- **WHAT YOU ARE ASKED TO DO**
Extract every line of the data below that contains the word "yellow", treating uppercase and lowercase as distinct.

- **RECORDS FOR THIS EXERCISE**
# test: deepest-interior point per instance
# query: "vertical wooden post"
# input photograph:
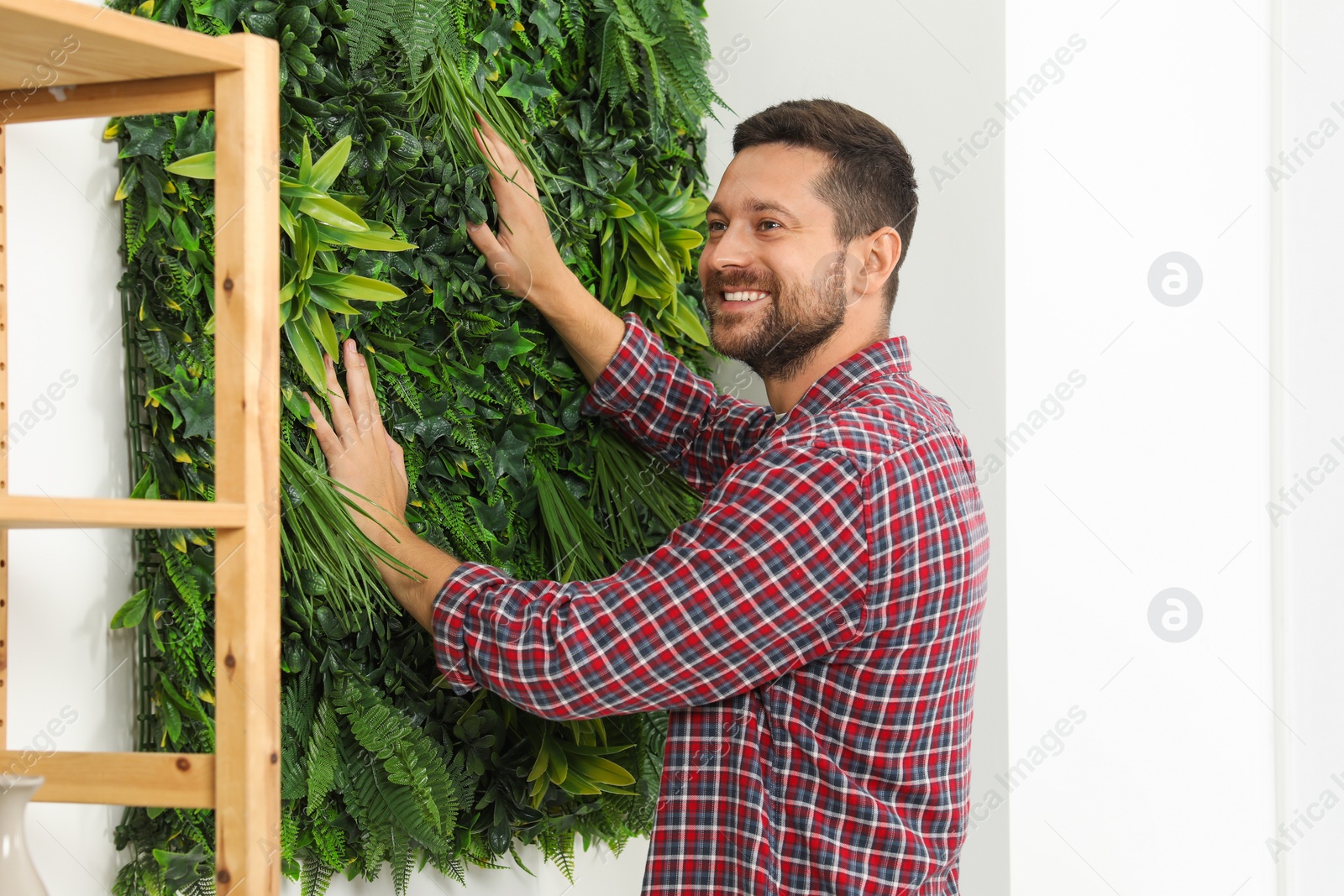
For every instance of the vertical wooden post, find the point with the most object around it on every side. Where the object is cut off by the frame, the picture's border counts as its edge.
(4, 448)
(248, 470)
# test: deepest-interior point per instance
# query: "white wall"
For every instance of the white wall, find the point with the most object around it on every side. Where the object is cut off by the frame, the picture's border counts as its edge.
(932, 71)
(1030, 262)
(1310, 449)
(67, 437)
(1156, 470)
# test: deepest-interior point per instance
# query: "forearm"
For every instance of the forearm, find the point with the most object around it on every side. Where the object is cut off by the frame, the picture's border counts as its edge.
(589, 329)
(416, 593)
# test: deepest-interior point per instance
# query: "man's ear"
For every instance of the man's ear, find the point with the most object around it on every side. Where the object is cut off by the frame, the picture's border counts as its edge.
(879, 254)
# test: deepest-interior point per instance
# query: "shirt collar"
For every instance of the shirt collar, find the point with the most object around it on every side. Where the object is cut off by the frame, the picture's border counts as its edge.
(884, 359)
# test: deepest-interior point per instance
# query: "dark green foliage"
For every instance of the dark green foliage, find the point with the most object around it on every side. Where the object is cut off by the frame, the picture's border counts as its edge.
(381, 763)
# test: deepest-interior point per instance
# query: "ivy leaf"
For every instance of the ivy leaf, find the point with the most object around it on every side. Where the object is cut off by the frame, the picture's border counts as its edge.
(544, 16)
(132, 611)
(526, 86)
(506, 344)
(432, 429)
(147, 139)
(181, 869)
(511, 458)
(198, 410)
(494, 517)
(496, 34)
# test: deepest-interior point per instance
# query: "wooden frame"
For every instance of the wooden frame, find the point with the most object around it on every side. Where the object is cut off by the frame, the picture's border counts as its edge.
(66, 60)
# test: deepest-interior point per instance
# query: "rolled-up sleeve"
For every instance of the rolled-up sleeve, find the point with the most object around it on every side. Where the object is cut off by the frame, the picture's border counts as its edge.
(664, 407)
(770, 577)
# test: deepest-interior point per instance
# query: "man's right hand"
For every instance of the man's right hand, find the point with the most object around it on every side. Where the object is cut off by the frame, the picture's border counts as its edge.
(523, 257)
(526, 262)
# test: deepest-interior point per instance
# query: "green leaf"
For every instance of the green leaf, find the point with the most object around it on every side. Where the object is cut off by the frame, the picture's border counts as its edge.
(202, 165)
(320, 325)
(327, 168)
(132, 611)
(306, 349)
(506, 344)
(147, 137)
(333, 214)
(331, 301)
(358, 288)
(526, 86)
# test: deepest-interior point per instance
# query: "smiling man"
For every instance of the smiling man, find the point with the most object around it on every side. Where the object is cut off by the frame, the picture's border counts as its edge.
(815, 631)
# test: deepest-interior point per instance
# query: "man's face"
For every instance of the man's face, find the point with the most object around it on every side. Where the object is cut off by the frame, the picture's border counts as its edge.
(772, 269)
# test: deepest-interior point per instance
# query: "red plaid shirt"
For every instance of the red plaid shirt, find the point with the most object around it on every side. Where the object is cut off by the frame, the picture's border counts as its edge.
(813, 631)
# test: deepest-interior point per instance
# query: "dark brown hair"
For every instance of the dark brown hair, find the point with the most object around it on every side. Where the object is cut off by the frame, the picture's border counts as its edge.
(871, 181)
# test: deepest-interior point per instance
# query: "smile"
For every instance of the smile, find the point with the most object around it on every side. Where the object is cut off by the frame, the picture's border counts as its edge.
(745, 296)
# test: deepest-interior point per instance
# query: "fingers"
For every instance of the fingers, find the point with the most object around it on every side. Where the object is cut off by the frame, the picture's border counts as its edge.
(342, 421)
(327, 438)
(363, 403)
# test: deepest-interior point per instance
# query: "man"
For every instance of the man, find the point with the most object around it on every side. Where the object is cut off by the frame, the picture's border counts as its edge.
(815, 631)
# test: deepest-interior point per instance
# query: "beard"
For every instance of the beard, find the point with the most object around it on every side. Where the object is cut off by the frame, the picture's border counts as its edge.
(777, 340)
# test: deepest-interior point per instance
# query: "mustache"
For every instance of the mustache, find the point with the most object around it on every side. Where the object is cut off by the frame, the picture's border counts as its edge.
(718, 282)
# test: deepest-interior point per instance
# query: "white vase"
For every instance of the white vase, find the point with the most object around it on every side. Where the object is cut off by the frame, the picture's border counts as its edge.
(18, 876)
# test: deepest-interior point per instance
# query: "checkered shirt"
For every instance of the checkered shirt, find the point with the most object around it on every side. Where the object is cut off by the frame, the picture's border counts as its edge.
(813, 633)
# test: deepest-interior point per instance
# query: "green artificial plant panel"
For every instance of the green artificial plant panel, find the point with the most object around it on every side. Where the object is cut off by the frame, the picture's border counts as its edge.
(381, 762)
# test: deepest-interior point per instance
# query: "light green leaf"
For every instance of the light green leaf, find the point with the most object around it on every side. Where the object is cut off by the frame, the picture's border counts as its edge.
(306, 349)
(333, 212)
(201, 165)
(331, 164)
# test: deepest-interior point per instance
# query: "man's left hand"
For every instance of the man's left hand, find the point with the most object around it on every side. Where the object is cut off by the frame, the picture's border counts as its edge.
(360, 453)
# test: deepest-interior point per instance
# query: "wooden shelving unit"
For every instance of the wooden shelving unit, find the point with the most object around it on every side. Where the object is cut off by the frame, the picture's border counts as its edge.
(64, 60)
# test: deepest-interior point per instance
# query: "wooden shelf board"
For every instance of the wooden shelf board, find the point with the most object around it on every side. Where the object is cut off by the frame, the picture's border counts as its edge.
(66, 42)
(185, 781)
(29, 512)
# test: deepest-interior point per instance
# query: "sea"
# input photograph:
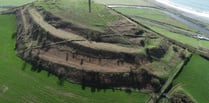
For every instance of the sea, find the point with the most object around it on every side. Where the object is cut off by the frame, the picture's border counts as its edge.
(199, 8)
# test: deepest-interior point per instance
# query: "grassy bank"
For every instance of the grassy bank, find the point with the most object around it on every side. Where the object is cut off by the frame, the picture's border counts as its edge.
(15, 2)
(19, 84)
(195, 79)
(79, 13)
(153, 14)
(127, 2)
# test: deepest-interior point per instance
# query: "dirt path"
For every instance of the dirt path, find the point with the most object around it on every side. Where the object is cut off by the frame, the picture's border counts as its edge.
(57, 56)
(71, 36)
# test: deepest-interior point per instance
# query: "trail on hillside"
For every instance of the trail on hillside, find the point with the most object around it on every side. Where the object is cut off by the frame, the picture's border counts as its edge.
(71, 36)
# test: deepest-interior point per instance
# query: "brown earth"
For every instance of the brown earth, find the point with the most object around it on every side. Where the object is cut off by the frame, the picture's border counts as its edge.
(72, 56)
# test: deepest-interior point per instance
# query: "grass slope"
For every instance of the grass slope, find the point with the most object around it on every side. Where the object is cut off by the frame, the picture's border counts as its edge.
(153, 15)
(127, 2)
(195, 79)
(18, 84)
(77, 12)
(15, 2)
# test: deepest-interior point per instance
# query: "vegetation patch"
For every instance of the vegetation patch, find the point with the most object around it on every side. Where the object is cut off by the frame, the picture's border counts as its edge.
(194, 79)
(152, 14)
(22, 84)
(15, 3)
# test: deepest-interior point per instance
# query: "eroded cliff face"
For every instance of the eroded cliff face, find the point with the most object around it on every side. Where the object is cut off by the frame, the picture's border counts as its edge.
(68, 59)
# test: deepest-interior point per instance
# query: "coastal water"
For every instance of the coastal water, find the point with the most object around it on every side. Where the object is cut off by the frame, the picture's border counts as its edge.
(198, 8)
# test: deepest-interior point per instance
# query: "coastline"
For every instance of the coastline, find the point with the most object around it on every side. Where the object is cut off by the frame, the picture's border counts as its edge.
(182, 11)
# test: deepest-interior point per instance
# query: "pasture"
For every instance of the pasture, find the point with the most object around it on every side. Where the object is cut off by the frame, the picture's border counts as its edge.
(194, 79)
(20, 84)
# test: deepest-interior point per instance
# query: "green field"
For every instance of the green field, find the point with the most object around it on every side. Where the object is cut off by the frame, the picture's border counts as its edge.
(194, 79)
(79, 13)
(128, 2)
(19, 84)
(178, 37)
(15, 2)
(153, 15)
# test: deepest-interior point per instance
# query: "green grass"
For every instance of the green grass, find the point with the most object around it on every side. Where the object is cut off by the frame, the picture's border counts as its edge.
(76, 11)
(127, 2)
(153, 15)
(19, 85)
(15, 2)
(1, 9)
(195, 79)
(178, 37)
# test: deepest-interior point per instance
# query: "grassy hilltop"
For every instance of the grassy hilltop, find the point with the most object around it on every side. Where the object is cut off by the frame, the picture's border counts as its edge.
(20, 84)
* * *
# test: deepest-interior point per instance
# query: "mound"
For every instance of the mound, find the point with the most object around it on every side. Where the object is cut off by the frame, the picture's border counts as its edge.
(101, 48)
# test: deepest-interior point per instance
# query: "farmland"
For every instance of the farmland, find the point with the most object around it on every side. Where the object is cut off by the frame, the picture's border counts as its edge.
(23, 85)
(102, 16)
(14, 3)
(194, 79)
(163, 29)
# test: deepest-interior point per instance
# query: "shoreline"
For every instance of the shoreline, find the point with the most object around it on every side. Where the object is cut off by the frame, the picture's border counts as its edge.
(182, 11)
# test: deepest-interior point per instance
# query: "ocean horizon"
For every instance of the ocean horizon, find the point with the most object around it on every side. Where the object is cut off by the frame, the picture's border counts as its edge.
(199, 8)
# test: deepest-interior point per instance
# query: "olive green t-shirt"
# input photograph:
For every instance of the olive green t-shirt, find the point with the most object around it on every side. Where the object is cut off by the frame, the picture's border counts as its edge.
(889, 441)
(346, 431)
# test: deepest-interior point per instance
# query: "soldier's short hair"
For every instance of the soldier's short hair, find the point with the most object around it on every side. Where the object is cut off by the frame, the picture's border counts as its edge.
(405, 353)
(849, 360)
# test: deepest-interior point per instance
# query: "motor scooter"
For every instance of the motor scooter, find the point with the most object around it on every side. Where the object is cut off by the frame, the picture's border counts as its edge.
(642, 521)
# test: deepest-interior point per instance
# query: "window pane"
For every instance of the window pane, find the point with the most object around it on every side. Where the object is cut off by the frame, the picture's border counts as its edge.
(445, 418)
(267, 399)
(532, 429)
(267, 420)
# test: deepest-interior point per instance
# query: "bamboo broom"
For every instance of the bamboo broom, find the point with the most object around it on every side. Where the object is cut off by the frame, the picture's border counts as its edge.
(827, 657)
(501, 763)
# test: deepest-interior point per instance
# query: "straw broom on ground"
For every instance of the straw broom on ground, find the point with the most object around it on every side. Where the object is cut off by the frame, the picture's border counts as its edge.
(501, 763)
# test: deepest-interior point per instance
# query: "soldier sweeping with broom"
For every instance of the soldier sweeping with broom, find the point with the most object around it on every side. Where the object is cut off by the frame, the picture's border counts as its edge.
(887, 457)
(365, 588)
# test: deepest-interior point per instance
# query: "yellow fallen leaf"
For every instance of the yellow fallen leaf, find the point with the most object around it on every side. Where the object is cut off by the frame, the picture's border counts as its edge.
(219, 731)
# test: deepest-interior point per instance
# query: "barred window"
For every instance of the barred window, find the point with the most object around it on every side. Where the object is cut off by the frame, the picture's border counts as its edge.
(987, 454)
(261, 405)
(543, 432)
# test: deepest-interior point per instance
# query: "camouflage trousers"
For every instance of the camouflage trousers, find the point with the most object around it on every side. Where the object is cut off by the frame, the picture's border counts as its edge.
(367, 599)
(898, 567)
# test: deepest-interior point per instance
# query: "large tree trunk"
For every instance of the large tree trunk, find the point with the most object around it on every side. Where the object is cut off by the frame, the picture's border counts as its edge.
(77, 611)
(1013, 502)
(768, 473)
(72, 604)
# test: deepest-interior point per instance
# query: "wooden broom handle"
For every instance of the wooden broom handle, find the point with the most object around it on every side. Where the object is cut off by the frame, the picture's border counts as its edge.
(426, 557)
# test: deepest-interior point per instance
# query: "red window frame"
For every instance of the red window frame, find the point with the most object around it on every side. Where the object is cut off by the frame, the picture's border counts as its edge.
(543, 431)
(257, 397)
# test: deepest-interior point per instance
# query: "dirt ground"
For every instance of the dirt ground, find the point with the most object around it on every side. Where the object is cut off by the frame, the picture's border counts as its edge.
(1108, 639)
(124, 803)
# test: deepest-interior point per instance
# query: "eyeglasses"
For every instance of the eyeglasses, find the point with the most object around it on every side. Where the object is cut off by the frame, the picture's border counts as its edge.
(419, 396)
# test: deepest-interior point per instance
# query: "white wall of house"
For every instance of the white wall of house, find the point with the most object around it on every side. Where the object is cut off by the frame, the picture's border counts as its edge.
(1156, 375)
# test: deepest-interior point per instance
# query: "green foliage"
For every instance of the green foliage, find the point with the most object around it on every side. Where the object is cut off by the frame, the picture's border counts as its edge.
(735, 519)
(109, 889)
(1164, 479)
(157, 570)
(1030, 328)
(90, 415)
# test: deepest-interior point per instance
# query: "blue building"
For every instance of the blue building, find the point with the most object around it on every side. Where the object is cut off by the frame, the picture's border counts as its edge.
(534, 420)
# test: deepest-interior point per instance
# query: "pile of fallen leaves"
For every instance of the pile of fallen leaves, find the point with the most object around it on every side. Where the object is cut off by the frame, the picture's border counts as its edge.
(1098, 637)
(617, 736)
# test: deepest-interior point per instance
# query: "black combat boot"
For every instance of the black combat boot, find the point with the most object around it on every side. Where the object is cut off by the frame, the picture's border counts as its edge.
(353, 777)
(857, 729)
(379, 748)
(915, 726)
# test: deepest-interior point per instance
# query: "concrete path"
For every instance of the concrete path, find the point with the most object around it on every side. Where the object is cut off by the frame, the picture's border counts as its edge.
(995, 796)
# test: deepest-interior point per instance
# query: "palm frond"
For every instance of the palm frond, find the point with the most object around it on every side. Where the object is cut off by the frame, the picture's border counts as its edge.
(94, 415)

- **COMPLETED EXERCISE**
# query: "yellow fallen leaf"
For every instance of the yellow fallen leaf, find the point with the most object around it on every side. Where the object is cut off by the frame, the picture's border counts as its edge.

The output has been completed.